Kutipan Pilihan:
------------------------

Di Balik Ledakan TikTok Ada Sisi Gelap yang Perlu Dilihat

Posted on

Di tengah popularitasnya yang melesat, TikTok menghadirkan kekhawatiran serius terkait dampaknya terhadap kesehatan mental dan pola konsumsi digital, terutama pada generasi muda. Aplikasi buatan ByteDance ini memang berhasil mendominasi lanskap media sosial global, tapi keberhasilannya juga memunculkan sisi gelap yang mulai disorot para ahli.

Sejak diperkenalkan secara global pada 2016, TikTok telah menjaring lebih dari 1,12 miliar pengguna aktif bulanan di seluruh dunia. Di Amerika Serikat saja, pengguna menghabiskan rata-rata 108 menit per hari di platform ini, menurut data dari Apptopia.

Platform ini mengubah cara orang berinteraksi dengan konten digital. TikTok memaksa raksasa teknologi seperti Meta dan Google untuk menyusun ulang strategi mereka demi mengejar tren video pendek. Namun, para pengamat menyebut algoritma TikTok masih tak tertandingi.

“Ini adalah pusat internet bagi kaum muda. Di sanalah mereka mencari hiburan, berita, tren, bahkan belanja. TikTok menentukan gaya untuk semua orang,” ujar Jasmine Enberg, wakil presiden Emarketer, dikutip dari CNBC.

Di tengah gempuran platform saingan seperti Instagram Reels dan YouTube Shorts yang mencoba menyaingi, TikTok tetap unggul dengan meluncurkan fitur-fitur baru seperti integrasi e-commerce dan video berdurasi lebih panjang. Bahkan, LinkedIn yang dikenal sebagai platform profesional pun mulai bereksperimen dengan video bergaya TikTok.

Namun, keberhasilan ini tidak datang tanpa konsekuensi. Para ahli mengingatkan bahwa lonjakan konsumsi video pendek bisa memperburuk berbagai isu psikologis. Rentang perhatian yang semakin pendek serta meningkatnya kecemasan dan gangguan tidur menjadi perhatian utama, terutama di kalangan remaja.

------------------------

[Entri Tersimpan]

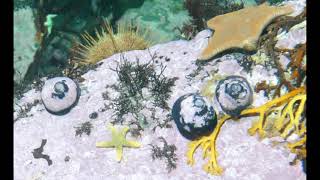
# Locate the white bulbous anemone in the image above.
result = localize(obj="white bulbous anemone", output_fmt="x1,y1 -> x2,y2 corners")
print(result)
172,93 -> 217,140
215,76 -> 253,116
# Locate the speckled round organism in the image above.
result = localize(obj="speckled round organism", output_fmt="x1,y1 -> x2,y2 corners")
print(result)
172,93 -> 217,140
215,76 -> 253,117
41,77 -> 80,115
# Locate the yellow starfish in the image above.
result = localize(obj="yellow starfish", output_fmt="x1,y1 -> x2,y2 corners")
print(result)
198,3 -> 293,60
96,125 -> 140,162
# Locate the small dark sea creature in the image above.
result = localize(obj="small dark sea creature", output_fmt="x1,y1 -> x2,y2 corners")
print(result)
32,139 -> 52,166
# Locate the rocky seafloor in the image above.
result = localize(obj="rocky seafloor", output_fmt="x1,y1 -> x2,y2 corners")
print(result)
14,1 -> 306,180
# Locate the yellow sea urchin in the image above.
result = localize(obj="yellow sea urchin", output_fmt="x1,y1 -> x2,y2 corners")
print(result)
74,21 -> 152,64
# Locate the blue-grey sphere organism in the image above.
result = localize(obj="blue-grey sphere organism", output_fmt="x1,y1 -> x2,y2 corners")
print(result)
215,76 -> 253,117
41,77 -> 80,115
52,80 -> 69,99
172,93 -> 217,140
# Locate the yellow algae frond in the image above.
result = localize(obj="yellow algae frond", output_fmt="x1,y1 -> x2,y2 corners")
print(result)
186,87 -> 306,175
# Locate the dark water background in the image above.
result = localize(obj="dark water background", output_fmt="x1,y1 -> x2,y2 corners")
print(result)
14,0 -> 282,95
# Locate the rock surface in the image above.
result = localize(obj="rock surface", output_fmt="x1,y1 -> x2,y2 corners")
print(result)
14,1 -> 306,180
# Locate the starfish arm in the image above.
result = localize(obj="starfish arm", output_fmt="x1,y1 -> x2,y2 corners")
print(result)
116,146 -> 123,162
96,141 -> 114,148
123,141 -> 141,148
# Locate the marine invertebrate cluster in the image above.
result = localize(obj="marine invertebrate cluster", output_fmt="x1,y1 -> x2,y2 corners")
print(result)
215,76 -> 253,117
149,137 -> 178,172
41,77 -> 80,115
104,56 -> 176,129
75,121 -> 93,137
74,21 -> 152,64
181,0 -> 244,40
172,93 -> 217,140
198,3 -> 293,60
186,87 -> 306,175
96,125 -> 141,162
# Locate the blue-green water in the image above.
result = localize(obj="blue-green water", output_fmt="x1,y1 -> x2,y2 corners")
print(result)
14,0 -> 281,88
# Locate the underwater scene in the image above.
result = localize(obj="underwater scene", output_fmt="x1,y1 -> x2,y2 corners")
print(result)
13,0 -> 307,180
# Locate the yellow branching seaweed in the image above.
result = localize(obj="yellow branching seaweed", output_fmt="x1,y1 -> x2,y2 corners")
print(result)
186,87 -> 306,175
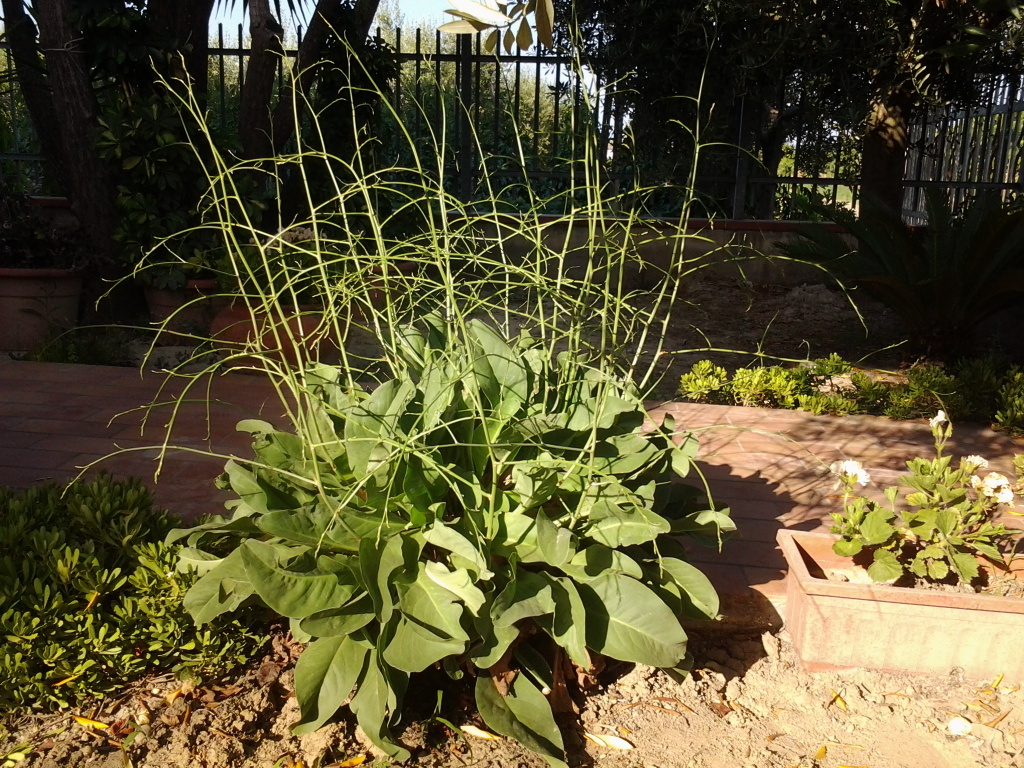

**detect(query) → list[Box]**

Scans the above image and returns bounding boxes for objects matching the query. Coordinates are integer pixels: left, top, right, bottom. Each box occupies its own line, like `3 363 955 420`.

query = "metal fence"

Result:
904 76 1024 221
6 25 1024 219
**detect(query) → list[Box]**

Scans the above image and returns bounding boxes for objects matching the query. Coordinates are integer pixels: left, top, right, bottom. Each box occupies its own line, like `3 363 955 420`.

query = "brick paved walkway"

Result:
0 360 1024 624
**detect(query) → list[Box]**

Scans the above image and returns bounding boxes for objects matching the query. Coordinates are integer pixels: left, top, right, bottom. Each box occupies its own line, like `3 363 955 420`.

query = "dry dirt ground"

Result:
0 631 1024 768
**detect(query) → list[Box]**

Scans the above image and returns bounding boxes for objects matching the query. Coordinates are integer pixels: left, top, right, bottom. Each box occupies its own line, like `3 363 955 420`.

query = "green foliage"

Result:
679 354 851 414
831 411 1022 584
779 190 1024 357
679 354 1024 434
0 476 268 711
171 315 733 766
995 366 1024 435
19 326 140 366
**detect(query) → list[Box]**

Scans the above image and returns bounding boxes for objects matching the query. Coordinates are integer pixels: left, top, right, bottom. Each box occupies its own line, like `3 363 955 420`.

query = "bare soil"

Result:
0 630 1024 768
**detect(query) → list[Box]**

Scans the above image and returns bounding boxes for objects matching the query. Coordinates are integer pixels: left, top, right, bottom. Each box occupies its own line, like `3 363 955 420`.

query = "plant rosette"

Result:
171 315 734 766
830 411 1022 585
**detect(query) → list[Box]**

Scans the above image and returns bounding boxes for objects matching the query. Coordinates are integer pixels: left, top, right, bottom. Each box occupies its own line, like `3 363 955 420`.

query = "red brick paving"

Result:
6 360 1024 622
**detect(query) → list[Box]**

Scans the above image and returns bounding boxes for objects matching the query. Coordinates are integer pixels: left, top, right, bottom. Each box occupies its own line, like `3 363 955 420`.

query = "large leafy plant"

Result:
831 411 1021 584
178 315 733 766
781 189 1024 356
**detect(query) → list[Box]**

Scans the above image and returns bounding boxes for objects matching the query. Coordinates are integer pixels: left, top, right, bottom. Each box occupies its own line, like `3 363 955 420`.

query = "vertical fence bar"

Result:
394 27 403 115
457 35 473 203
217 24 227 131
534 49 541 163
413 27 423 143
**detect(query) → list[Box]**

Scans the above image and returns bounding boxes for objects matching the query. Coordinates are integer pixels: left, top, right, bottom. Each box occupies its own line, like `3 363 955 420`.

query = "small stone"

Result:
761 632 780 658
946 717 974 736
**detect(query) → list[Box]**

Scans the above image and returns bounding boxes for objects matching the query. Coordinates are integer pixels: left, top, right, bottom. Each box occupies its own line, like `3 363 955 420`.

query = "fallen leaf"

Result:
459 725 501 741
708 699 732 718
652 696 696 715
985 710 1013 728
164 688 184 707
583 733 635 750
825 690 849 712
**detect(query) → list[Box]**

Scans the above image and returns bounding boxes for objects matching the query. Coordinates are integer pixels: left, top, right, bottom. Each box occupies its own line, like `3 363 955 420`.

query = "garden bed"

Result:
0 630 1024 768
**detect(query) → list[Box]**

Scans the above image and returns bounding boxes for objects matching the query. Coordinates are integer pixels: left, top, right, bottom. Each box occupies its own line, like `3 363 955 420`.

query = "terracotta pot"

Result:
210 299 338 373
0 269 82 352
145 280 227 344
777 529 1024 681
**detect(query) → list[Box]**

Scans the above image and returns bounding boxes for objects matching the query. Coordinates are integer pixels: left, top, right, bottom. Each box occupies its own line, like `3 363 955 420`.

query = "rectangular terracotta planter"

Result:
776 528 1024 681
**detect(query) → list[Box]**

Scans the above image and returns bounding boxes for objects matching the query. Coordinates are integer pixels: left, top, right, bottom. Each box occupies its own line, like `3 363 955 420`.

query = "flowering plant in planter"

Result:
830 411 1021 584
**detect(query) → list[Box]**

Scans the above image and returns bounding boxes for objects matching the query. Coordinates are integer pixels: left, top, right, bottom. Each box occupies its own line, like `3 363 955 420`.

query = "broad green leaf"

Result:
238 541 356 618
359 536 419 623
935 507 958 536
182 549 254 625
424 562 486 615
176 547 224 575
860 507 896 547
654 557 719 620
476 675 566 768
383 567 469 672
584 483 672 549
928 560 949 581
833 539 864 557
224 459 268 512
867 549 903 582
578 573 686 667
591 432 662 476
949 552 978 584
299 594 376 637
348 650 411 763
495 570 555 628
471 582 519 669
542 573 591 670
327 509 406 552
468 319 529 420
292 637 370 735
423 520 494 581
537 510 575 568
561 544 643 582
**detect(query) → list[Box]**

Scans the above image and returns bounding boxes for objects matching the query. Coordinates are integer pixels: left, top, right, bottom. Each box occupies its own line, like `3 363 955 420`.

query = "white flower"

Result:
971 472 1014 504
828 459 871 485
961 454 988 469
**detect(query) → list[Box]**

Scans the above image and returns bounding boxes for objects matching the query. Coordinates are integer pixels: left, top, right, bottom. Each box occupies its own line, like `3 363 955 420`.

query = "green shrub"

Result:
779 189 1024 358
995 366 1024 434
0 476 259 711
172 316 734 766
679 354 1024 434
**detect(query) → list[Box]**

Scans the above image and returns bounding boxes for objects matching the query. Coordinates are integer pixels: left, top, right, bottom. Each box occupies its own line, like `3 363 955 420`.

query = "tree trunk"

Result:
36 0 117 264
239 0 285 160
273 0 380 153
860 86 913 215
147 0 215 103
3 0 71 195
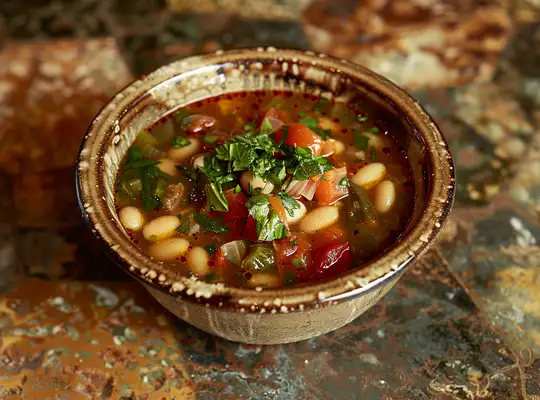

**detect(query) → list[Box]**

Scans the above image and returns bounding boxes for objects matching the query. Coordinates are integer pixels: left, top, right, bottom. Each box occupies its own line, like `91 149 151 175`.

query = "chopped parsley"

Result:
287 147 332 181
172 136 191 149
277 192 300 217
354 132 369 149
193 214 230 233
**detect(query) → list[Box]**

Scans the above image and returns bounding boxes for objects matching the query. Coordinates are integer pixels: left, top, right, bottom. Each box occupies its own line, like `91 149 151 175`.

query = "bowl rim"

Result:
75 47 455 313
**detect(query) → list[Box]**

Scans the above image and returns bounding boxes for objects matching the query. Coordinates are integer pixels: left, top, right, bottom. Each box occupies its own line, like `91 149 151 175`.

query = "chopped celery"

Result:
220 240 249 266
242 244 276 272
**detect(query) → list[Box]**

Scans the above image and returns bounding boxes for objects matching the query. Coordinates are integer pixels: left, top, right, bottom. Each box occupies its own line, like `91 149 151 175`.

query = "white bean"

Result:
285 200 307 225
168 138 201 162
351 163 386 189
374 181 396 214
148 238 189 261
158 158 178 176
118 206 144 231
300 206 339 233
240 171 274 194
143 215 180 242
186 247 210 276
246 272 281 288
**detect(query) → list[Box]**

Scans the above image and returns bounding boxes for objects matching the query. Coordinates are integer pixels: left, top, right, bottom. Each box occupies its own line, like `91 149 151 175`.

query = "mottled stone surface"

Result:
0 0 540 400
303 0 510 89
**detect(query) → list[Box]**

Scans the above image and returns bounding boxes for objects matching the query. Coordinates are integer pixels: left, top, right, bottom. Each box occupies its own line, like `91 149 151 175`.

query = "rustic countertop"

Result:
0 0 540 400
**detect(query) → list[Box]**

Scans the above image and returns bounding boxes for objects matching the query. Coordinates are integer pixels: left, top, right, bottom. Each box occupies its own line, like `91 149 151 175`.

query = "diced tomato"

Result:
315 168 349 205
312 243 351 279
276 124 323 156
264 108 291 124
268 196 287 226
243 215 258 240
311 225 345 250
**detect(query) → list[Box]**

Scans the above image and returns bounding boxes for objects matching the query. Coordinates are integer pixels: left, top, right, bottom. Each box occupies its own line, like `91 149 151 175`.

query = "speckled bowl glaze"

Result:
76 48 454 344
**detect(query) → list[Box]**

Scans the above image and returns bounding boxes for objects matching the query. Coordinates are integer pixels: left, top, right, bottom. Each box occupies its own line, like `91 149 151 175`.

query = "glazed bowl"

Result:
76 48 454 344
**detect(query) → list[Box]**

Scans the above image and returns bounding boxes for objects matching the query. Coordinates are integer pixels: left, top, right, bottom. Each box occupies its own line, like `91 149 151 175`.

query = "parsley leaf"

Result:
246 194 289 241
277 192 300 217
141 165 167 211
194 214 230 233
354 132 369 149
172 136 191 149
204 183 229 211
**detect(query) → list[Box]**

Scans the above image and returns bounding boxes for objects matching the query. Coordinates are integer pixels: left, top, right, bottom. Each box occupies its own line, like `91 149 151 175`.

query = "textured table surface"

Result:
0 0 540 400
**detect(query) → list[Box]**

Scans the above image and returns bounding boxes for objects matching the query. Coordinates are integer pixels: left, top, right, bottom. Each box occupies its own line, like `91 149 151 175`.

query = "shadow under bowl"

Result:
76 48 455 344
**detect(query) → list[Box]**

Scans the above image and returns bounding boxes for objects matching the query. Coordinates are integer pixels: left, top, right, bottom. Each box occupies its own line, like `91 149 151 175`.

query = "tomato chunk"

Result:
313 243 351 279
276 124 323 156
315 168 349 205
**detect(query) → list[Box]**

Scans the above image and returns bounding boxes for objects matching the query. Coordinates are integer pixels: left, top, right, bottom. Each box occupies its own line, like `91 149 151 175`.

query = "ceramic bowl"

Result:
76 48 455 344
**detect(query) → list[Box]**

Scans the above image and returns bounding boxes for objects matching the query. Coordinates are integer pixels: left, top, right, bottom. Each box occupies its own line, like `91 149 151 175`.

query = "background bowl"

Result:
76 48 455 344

------------------------

Tugas Latihan:
[A] Dalam artikel tentang sisi gelap TikTok, berapa lama rata-rata pengguna di Amerika Serikat berada di platform ini setiap hari?
[B] Tulis kelanjutan artikel tentang sisi gelap TikTok, dimulai setelah kalimat terakhirnya.

Hasil Tugas:
[A] Rata-rata 108 menit per hari, menurut data Apptopia.

[B]
“Pengguliran tanpa henti dan video pendek dirancang menarik perhatian di waktu singkat. Dulu, hiburan adalah tentang mengajak Anda dalam perjalanan melalui pertunjukan atau cerita. Sekarang, hiburan hanya tentang mengunci Anda selama beberapa info, lalu memberi hal berikutnya yang menurut algoritma akan Anda sukai,” jelas Dr. Yann Poncin, profesor di Pusat Studi Anak Universitas Yale.

Selain itu, meski tingkat engagement tinggi, monetisasi konten video pendek tetap menjadi tantangan besar. Tidak seperti video panjang di YouTube yang bisa disisipkan iklan sepanjang durasi, video pendek menyediakan ruang terbatas untuk pengiklan.

Banyak kreator merasa kesulitan menjadikan konten viral sebagai sumber penghasilan yang stabil. “Menjadi viral tidak pernah semudah ini. Namun, mengubah viralitas itu menjadi bisnis yang berkelanjutan tidak pernah mudah,” ujar Enberg.

Tahun lalu, TikTok menghasilkan sekitar USD 23,6 miliar dari pendapatan iklan. Meski demikian, sejumlah besar kreator masih hanya memperoleh beberapa dolar untuk setiap jutaan penayangan. Bahkan YouTube Shorts-salah satu pesaing utama TikTok-hanya membayar sekitar empat sen per 1.000 penayangan, jauh di bawah pendapatan dari video panjang di platform yang sama.